----- SOURCE PASSAGE

As a native of the Hawaiian Islands, I’ve lived through two hurricanes, Hurricane Iwa in 1982 and Hurricane Iniki in 1992, with a 10-year span between their occurrences. Since 1992, there have been a number of hurricanes that have come close to the islands but none that have made an impact like that of Iwa with a damage cost of \$773 million dollars or Iniki with a damage cost of \$3.2 billion dollars (both adjusted to 2006 dollars based on U.S. Department of Commerce Implicit Price Deflator for Construction) (Eric S. Blake, 2007). In contrast, Hurricanes Harvey and Irma ravaged the states of Texas and Florida and the US territory of Puerto Rico in one year, 2017, and it has been estimated that the economic cost of these hurricanes will exceed \$150 billion (Horowitz, 2017). Is the occurrence of two or more costly hurricanes hitting the same US region within the same season a rare phenomenon? Or does it occur more often than not? To investigate, I will use the IBTrACKS (International Best Track Archive for Climate Stewardship) dataset to perform statistical analysis that will hopefully shed some light on these questions.

----------
----- RECORD EXCERPTS

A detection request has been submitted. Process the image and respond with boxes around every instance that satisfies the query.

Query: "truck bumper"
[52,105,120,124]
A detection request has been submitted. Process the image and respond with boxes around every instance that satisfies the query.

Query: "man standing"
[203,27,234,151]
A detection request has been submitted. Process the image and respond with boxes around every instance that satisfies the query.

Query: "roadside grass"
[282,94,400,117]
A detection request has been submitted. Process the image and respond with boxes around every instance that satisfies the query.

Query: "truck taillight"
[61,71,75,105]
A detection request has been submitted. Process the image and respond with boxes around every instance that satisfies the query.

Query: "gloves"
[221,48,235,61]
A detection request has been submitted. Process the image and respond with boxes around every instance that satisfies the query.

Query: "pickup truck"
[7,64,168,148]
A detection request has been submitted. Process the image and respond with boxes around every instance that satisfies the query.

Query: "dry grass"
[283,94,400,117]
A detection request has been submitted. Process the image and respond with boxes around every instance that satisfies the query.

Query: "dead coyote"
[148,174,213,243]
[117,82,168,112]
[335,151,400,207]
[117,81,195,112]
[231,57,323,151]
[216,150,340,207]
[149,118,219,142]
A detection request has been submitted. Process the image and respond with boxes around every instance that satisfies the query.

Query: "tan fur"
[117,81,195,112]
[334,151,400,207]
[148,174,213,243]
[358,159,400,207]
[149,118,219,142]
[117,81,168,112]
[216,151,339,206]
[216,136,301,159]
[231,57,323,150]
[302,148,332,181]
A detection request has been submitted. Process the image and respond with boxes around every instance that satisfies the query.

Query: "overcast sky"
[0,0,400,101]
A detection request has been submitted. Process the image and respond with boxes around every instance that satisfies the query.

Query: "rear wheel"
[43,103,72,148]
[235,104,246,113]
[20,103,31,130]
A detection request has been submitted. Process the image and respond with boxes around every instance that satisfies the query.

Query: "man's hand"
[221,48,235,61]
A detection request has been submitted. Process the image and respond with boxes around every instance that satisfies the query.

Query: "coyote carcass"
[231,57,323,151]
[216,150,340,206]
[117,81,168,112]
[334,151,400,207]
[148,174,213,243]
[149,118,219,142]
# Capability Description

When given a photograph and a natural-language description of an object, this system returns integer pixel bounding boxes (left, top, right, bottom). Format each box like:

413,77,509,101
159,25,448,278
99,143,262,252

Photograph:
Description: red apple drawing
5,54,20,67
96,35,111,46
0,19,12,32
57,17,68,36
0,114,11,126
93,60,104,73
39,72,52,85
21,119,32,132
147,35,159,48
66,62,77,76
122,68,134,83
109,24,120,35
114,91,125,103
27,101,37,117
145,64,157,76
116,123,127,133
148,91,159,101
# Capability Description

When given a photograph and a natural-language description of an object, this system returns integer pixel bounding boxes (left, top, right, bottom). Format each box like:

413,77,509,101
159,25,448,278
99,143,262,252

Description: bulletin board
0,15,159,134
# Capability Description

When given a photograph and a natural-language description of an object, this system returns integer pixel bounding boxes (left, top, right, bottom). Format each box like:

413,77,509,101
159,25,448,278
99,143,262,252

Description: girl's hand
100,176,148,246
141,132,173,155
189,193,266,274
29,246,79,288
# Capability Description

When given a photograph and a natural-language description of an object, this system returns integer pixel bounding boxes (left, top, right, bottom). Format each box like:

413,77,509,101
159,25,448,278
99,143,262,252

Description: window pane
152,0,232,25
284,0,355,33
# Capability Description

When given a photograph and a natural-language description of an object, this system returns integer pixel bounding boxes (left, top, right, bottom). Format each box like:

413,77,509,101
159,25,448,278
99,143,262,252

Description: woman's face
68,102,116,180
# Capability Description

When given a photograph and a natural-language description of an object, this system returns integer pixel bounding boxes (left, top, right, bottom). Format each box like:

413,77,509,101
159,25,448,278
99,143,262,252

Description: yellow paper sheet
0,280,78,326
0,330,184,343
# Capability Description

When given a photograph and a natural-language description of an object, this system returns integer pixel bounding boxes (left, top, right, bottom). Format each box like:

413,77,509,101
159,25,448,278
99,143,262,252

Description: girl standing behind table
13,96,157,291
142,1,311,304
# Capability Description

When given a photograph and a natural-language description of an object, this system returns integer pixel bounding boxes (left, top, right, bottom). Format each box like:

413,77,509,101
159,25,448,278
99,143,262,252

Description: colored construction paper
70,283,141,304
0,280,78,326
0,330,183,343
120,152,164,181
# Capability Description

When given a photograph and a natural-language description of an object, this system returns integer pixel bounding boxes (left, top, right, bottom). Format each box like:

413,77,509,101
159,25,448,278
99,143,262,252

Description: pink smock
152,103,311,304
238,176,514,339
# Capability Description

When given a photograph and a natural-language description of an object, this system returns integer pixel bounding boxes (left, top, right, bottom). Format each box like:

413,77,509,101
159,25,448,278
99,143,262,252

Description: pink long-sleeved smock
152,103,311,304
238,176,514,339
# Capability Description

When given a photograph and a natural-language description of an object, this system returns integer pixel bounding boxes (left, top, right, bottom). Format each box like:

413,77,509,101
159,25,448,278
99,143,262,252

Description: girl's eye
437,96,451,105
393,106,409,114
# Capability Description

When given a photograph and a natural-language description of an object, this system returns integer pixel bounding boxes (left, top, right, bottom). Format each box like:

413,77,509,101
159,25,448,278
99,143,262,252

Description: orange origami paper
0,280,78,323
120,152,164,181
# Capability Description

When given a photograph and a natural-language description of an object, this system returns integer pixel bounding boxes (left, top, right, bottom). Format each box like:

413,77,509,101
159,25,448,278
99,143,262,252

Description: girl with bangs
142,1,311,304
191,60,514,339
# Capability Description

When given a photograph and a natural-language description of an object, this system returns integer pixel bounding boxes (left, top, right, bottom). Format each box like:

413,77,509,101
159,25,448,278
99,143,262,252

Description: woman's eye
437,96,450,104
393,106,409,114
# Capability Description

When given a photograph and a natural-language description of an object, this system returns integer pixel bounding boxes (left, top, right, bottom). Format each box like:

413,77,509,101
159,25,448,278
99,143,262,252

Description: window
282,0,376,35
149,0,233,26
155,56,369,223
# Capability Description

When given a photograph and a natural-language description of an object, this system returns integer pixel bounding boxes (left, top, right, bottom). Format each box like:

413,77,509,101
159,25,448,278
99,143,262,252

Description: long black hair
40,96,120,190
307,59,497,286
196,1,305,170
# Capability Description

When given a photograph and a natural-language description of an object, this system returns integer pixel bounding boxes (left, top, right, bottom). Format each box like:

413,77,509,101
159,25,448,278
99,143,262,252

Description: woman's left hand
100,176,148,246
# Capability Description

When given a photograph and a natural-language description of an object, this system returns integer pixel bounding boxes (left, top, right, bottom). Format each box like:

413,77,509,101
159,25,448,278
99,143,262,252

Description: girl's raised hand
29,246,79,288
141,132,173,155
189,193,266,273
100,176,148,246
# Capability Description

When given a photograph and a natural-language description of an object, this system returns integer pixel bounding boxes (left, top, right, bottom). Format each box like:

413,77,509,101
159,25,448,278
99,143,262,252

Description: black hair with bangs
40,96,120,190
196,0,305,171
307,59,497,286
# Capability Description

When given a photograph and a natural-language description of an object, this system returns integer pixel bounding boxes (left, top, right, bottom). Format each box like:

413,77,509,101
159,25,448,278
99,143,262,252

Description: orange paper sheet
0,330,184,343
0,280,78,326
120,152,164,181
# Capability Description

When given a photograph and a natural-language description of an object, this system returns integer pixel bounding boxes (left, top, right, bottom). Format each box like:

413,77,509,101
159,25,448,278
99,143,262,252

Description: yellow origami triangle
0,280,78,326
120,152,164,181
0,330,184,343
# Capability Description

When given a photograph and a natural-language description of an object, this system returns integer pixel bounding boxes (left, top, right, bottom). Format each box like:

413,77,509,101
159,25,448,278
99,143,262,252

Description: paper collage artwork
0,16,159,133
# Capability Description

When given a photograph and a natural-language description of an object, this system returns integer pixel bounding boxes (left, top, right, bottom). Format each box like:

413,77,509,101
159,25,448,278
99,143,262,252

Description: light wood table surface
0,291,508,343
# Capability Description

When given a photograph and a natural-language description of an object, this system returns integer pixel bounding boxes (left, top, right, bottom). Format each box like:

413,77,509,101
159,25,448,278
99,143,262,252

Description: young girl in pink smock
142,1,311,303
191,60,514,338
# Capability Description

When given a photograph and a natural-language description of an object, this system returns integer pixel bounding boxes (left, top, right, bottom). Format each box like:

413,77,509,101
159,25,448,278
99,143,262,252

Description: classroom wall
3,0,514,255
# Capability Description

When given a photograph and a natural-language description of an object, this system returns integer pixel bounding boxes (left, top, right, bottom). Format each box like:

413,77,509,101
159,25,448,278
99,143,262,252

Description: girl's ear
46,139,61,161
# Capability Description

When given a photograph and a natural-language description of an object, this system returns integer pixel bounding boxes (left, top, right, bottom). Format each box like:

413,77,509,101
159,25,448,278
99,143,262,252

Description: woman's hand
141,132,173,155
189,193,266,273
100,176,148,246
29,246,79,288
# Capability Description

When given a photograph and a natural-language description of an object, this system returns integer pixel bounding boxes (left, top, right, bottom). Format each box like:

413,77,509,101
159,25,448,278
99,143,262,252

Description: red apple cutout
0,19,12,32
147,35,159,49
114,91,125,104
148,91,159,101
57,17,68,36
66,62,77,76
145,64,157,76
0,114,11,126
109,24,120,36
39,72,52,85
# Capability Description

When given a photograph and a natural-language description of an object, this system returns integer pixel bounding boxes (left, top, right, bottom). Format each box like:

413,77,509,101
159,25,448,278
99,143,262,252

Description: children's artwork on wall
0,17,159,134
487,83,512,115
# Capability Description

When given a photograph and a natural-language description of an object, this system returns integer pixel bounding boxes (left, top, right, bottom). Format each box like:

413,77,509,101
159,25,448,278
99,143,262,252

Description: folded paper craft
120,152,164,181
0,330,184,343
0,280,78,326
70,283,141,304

----------

■ **PROBLEMS TO SOLVE**
a) Put the lines of the entries into a numbered list, starting with the first line of the entries and going on through the line containing "[61,71,75,105]", with blank lines left out.
b) Continue the passage on costly US hurricanes from where it stops.

■ **RESPONSE LIST**
a)
1. A detection request has been submitted. Process the image and respond with boxes around every instance that satisfies the query.
2. Query: "truck bumper"
3. [52,105,120,124]
4. A detection request has been submitted. Process the image and respond with boxes around every instance that satisfies the query.
5. Query: "man standing"
6. [203,27,234,151]
7. A detection request has been submitted. Process the image and respond with boxes around every instance that satisfies the query.
8. Query: "roadside grass"
9. [282,94,400,117]
10. A detection request has been submitted. Process the image and respond with boxes around every instance that satisfies the query.
11. Query: "truck taillight"
12. [61,71,75,105]

b)
# Dataset

## Dataset description

The source dataset I will use comes from the IBTrACS (International Best Track Archive for Climate Stewardship) project: https://www.ncdc.noaa.gov/ibtracs/index.php. This project is endorsed by the WMO (World Meteorological Organization) as an "official archiving and distribution resource for tropical cyclone best track data". The IBTrACS project provides datasets that:

* Contains the most complete global set of historical tropical cyclones available
* Combines information from numerous tropical cyclone datasets
* Simplifies inter-agency comparisons by providing storm data from multiple sources in one place
* Provides data in popular formats to facilitate analysis
* Checks the quality of storm inventories, positions, pressures, and wind speeds, passing the information on to the user

I will be using the IBTrACS-WMO NetCDF file that contains all storms: https://www.ncdc.noaa.gov/ibtracs/index.php?name=wmo-data. Since NetCDF is a self-describing format, info about the variables contained in this dataset can be introspected. Additional info about the variables is located here: ftp://eclipse.ncdc.noaa.gov/pub/ibtracs/v03r10/wmo/netcdf/README.netcdf.

I will be performing some ETL (extraction, transformation and loading) tasks to prepare and filter (remove records with missing values) the source dataset to a tidy dataset which I will use for this analysis. The source dataset essentially aggregates every recorded tropical storm from different source agencies and provides time-series information of pertinent variables describing the storm as it progressed through its track.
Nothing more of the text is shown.